▶ [WORK REQUEST 1]:
From the essay on Stack Overflow, retype the part starting with "I believe that" and going on through "precisely express themselves.".
▶ [WORK REQUEST 2]:
In the essay on Stack Overflow, what does the author say the Stack Overflow experience can help you improve?

▶ [PROVIDED PASSAGE]:

:::

Stack Overflow’s merits

Stack Overflow is a painful experience

Stack Overflow is known to be a painful experience where emotionless people criticize your way to pose questions and downvote your low-effort posts down to the abyss.

This harsh approach can be quite demotivating but I’d say it’s rather efficient. Every new user who finds himself in the uncomfortable situation where multiple users denigrate the way he posed the question rather than answering it, will often put more effort on the following questions.

Sometimes they will never post again but those who resist, will often make sure to properly document their successive questions and put some effort on trying to solve their problem alone first.

I get it, it is upsetting when a question is marked as irrelevant or duplicated and closed without an answer when you are just starting to code and have many doubts. However, if you didn’t make any research and didn’t try to solve your own problem before reaching for help maybe it’s sane that someone addresses your mistakes and invites you to read the friendly manual.

The merits

I believe that the Stack Overflow experience is not as bad as it is pictured and in fact, it can help you a lot to improve your communication skills which is the basis of a successful software engineer.

This is even more true today, where a good prompt with enough context and a clear goal can make the difference between a good AI generated answer and a bad one. I don’t love the Prompt Engineer narrative, but it is undeniable that prompts can be good and bad, and a good prompt will increase a lot the token efficiency of a model providing better results with less tokens spent and less wasted time.

It’s obvious that good writing skills are useful in many contexts, however, I’ve seen many not-so-junior developers having great difficulty to precisely express themselves.

:::

▶ [RECORD SET]:
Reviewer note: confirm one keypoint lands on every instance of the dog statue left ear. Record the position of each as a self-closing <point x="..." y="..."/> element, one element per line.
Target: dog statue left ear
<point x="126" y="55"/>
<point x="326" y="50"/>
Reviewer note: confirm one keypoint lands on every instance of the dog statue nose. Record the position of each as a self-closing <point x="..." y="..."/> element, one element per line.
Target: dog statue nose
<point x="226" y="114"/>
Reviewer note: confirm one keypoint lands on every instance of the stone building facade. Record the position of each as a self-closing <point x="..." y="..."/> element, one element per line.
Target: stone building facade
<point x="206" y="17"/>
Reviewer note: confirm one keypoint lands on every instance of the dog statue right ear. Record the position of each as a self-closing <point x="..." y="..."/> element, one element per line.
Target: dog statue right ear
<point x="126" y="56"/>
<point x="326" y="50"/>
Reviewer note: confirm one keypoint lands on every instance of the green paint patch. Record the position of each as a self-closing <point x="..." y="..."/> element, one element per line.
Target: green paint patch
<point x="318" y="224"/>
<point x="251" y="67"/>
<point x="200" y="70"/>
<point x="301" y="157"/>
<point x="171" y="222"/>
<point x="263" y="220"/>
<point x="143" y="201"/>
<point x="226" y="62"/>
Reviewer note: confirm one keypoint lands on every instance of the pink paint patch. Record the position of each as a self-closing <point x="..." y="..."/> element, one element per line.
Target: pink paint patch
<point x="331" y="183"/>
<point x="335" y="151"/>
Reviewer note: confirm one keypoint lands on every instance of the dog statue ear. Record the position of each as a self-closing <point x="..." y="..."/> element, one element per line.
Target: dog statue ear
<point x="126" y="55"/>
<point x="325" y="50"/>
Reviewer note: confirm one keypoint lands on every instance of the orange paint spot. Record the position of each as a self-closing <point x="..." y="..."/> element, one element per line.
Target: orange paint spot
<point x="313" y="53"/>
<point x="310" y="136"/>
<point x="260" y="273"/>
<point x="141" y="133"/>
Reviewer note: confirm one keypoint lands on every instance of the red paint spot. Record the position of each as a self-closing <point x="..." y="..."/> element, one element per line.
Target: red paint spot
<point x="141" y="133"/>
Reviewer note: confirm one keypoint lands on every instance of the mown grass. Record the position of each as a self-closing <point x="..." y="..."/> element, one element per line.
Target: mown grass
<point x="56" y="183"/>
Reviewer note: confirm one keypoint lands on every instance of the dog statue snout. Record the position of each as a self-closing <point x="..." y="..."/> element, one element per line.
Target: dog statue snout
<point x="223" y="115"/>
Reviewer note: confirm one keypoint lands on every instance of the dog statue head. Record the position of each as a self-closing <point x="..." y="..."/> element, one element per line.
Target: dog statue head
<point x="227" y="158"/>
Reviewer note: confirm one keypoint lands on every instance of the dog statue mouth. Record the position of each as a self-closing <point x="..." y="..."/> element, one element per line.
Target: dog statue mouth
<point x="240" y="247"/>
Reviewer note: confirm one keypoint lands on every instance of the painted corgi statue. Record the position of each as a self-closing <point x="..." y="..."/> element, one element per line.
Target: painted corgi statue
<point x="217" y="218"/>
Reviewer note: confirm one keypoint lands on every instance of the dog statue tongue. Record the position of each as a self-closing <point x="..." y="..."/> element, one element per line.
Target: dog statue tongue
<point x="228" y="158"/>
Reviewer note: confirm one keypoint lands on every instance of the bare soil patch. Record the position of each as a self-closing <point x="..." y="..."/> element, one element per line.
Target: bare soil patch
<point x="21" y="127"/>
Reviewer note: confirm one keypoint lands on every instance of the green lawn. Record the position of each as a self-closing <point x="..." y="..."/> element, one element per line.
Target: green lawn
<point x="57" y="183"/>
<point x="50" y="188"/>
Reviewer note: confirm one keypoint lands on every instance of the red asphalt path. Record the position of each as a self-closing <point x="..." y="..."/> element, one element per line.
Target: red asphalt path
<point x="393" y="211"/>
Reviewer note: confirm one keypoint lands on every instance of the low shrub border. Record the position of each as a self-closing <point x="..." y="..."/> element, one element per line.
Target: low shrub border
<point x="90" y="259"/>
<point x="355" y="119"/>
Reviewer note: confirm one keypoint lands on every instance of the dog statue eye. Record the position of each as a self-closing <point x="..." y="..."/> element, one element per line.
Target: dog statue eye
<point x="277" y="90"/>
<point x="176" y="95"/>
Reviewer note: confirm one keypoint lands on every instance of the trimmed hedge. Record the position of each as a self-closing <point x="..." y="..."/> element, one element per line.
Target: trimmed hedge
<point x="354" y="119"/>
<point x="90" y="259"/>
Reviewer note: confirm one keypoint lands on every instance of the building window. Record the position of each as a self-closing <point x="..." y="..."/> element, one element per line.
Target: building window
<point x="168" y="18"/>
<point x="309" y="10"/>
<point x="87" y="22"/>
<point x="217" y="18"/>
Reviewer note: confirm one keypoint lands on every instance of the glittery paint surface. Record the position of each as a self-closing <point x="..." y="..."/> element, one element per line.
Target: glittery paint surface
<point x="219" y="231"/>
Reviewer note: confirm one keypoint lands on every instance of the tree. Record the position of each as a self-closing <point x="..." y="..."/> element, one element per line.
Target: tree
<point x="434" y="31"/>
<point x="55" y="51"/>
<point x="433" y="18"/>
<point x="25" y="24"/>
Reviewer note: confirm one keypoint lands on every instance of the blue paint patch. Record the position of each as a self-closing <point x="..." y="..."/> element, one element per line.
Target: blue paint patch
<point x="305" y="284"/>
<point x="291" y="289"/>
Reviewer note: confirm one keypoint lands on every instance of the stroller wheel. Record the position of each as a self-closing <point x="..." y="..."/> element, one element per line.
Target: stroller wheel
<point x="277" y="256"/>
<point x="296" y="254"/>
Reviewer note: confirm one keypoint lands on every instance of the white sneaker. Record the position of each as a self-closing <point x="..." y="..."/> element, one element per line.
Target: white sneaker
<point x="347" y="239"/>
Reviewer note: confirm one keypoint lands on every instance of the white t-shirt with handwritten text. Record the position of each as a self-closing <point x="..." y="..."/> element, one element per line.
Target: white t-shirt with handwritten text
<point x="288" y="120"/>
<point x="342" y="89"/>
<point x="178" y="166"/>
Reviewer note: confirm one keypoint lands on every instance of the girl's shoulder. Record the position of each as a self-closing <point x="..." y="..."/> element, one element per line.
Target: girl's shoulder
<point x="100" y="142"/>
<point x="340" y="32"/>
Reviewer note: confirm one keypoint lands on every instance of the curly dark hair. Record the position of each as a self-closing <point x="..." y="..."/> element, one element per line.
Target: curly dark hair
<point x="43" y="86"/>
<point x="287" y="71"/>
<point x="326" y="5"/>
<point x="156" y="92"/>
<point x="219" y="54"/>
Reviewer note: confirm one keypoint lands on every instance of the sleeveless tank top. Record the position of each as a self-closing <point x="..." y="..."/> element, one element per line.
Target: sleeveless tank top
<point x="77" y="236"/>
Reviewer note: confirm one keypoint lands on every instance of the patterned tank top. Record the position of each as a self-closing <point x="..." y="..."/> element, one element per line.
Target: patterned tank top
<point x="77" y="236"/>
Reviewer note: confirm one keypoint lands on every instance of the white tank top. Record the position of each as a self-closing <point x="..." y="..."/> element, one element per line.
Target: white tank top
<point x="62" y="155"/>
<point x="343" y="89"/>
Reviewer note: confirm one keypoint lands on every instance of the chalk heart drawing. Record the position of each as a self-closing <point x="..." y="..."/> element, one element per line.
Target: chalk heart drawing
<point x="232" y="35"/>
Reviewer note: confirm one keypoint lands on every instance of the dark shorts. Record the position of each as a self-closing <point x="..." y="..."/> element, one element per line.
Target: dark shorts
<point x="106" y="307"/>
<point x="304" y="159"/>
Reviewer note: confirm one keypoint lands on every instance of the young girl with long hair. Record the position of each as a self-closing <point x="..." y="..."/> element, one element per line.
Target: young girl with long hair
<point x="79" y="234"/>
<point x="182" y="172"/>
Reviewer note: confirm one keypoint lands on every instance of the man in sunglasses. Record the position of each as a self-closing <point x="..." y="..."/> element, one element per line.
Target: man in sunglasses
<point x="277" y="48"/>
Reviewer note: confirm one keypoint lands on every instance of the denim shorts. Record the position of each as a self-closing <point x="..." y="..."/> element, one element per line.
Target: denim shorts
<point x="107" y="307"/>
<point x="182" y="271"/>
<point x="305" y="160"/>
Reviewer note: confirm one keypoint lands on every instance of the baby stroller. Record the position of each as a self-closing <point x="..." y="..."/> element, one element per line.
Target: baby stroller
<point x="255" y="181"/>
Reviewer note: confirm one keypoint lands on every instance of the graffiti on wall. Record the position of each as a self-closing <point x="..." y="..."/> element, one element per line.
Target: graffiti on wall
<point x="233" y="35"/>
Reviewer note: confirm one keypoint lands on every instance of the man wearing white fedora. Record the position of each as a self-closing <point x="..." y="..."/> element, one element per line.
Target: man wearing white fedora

:::

▶ [EXPECTED OUTPUT 1]:
I believe that the Stack Overflow experience is not as bad as it is pictured and in fact, it can help you a lot to improve your communication skills which is the basis of a successful software engineer.

This is even more true today, where a good prompt with enough context and a clear goal can make the difference between a good AI generated answer and a bad one. I don’t love the Prompt Engineer narrative, but it is undeniable that prompts can be good and bad, and a good prompt will increase a lot the token efficiency of a model providing better results with less tokens spent and less wasted time.

It’s obvious that good writing skills are useful in many contexts, however, I’ve seen many not-so-junior developers having great difficulty to precisely express themselves.

▶ [EXPECTED OUTPUT 2]:
Your communication skills.